Supplied material -
+ + + + +
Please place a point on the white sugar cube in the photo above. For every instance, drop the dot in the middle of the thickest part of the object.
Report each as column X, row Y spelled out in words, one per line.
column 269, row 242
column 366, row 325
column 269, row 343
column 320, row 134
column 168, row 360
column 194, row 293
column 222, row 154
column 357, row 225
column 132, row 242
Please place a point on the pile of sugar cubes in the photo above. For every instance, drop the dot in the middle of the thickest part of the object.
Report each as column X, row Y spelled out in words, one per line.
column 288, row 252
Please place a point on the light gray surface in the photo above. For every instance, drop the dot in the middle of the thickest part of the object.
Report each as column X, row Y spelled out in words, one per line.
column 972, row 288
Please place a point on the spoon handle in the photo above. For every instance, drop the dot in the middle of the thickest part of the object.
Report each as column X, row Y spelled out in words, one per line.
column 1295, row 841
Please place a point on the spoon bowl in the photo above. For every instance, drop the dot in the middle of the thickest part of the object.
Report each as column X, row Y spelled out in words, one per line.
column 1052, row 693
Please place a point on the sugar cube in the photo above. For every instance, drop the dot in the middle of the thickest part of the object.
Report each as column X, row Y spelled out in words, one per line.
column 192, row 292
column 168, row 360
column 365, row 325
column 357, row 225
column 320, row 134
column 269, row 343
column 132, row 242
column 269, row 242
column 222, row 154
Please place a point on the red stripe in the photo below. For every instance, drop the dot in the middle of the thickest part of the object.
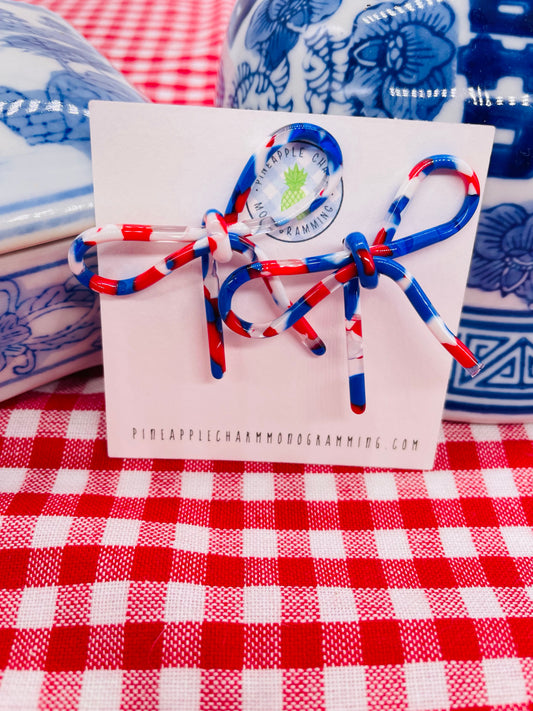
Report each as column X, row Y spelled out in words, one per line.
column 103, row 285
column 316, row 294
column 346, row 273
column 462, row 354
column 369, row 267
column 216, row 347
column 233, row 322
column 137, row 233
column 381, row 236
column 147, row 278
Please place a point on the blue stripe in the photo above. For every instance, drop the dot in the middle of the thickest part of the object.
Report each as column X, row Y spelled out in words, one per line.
+ + + + +
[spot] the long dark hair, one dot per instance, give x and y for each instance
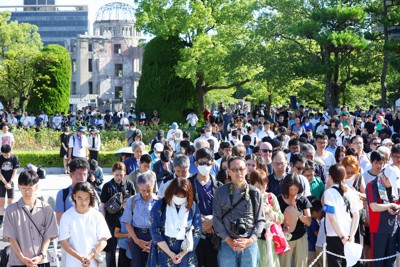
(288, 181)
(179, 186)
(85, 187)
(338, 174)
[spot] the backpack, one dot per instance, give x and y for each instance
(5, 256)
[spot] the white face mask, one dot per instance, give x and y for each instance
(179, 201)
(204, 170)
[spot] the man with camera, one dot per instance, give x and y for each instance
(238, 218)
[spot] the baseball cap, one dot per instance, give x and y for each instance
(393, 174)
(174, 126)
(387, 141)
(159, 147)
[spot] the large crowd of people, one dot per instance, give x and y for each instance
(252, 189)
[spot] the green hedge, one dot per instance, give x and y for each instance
+ + + + +
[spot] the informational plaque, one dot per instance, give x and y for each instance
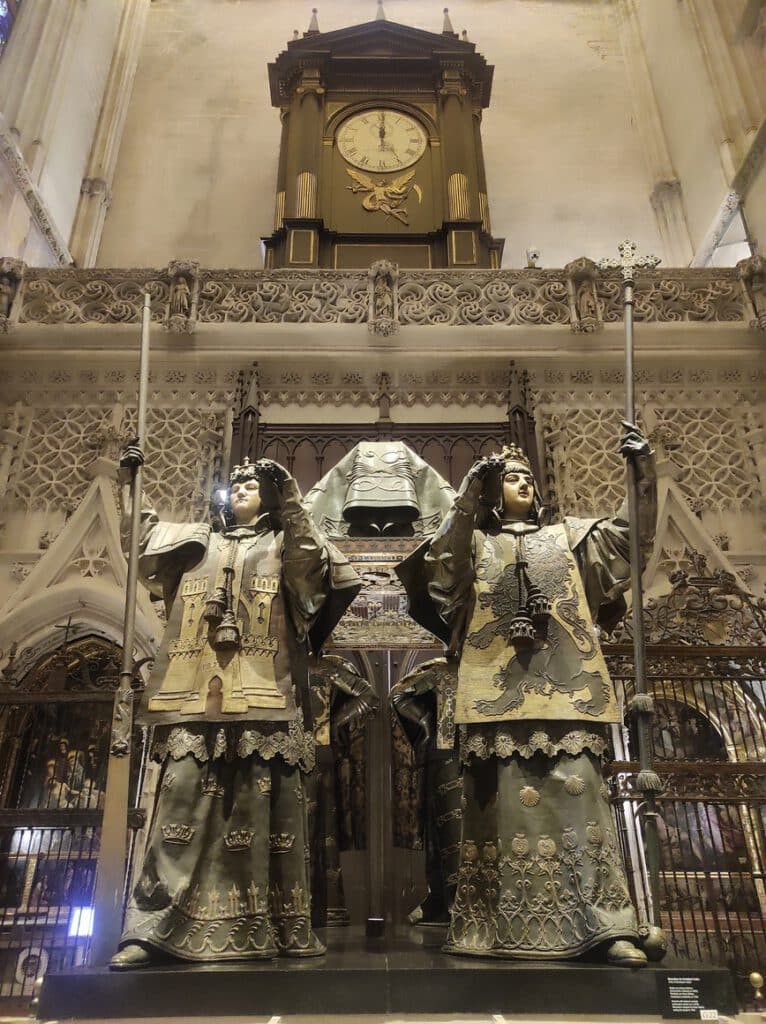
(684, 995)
+ + + + +
To be done - Reproduce the stretch of the listing from the line containing "Please place a point on the white" through the line containing "column 147, row 278", substituting "widest part" for "thickest part" and leaving everything else unchanged. Leave the pictures out.

Answer below -
Please place a point on the white sugar cube in the photo above. For every instance, drop the dot in the middle of the widest part of the object.
Report each as column X, row Y spelled out in words, one per line.
column 269, row 242
column 366, row 325
column 269, row 343
column 320, row 134
column 168, row 360
column 194, row 293
column 222, row 154
column 357, row 225
column 132, row 242
Please place a point on the pile of sugar cubes in the photo above. For every instance, drop the dot in the middle of the widest part of the object.
Report each as column X, row Y spelled out in words, one per line.
column 288, row 252
Please place a point on the light gray surface in the photo above. For every instance, drop the dot in the middle of the widest part of the object.
Report each as column X, row Y spelled out in words, one per line.
column 972, row 288
Please place a point on the spoon handle in the photo above. For every instance, drop the dot in the middle of the widest part of the object.
Report each as column X, row Y spelled out in words, one per line.
column 1295, row 841
Please place a point on the spoon bowl in the photo above. For every instance, drop the dot in the middle of the widest part of the object.
Report each as column X, row Y spelled out in words, one per line.
column 1052, row 693
Please place a point on the sugar cube in the photo above. For every instance, drop the dot in the middle of the widest part of the object.
Report each as column X, row Y spelled out in words, one per line.
column 192, row 292
column 168, row 360
column 365, row 325
column 357, row 225
column 320, row 134
column 269, row 343
column 132, row 242
column 269, row 242
column 222, row 154
Please place a point on the red stripe in the photo below. For every instance, drop the dot in the middle of the widest part of the object.
Report each as column X, row Y spelled out in words, one per line.
column 103, row 285
column 316, row 294
column 346, row 273
column 462, row 354
column 369, row 267
column 216, row 347
column 233, row 322
column 137, row 233
column 381, row 236
column 147, row 278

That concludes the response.